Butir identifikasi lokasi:
....

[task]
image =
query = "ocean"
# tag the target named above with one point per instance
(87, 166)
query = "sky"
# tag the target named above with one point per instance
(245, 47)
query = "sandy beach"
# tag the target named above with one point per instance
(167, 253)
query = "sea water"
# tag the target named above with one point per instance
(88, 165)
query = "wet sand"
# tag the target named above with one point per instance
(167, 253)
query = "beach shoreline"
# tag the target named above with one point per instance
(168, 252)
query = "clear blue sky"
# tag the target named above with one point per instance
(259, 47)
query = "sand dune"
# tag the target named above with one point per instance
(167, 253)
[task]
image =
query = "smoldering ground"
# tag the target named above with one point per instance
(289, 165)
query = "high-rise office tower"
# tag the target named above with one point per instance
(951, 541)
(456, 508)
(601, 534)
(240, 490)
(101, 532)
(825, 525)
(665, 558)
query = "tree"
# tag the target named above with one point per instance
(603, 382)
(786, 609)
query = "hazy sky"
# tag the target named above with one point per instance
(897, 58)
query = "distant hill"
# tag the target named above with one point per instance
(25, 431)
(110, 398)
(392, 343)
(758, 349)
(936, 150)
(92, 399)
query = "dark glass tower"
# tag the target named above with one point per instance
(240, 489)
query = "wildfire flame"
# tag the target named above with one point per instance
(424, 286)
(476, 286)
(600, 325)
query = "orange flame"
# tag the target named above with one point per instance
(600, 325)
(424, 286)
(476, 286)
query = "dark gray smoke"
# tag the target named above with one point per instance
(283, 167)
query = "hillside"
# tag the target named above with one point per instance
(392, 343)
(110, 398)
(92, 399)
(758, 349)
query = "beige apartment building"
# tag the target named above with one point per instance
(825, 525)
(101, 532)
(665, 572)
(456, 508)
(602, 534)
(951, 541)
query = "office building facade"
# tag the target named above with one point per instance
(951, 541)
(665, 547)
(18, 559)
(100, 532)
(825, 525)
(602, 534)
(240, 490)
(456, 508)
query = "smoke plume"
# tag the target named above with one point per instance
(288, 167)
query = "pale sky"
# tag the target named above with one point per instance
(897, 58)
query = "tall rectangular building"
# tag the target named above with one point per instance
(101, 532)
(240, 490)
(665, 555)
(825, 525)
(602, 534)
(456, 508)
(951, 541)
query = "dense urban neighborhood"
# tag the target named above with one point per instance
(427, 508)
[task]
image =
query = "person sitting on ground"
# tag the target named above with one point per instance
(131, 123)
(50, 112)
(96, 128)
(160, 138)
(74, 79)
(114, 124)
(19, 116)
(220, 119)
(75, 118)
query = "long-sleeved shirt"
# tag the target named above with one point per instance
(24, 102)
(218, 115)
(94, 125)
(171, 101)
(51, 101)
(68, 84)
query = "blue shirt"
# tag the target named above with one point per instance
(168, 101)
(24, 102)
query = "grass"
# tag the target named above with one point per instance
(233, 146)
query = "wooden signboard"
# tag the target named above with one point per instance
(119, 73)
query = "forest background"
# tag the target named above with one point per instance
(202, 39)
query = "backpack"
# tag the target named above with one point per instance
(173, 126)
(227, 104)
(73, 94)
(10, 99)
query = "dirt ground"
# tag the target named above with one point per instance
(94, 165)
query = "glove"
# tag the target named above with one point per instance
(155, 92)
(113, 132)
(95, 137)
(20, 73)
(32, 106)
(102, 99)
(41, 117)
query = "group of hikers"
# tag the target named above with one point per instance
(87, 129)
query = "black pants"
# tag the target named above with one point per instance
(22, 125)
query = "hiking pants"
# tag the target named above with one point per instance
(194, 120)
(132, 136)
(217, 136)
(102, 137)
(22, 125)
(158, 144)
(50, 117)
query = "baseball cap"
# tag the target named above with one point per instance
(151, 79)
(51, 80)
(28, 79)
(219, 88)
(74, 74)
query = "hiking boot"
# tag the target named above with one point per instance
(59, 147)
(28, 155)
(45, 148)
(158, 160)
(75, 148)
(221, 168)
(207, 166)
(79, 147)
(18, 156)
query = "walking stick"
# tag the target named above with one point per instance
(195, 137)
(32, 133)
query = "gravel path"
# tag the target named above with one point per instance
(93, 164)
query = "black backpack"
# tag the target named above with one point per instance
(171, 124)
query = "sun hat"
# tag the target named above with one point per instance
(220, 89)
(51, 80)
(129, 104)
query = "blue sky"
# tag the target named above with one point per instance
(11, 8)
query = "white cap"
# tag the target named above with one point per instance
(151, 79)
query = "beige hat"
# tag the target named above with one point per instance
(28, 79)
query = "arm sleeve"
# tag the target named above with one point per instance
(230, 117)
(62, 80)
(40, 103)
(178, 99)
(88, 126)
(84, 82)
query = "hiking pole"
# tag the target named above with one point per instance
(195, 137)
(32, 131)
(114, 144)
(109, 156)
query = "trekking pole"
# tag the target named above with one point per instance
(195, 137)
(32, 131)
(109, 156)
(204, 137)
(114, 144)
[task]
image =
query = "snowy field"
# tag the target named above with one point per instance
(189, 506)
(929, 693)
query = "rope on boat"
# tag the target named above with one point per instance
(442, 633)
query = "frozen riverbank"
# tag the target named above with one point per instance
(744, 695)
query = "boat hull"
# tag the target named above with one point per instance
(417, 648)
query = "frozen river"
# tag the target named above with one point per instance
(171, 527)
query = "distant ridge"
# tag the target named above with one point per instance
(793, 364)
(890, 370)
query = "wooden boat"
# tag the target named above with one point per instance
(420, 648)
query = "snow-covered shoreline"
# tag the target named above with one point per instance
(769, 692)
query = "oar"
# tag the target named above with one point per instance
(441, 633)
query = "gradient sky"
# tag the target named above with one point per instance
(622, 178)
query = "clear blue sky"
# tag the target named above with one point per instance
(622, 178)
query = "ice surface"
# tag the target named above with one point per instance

....

> Tujuan
Temukan semua baris di atas yang memuat kata "tower", lalu salin baris-baris tersebut.

> Penyelesaian Latihan
query = "high-rise office tower"
query = "dark glass tower"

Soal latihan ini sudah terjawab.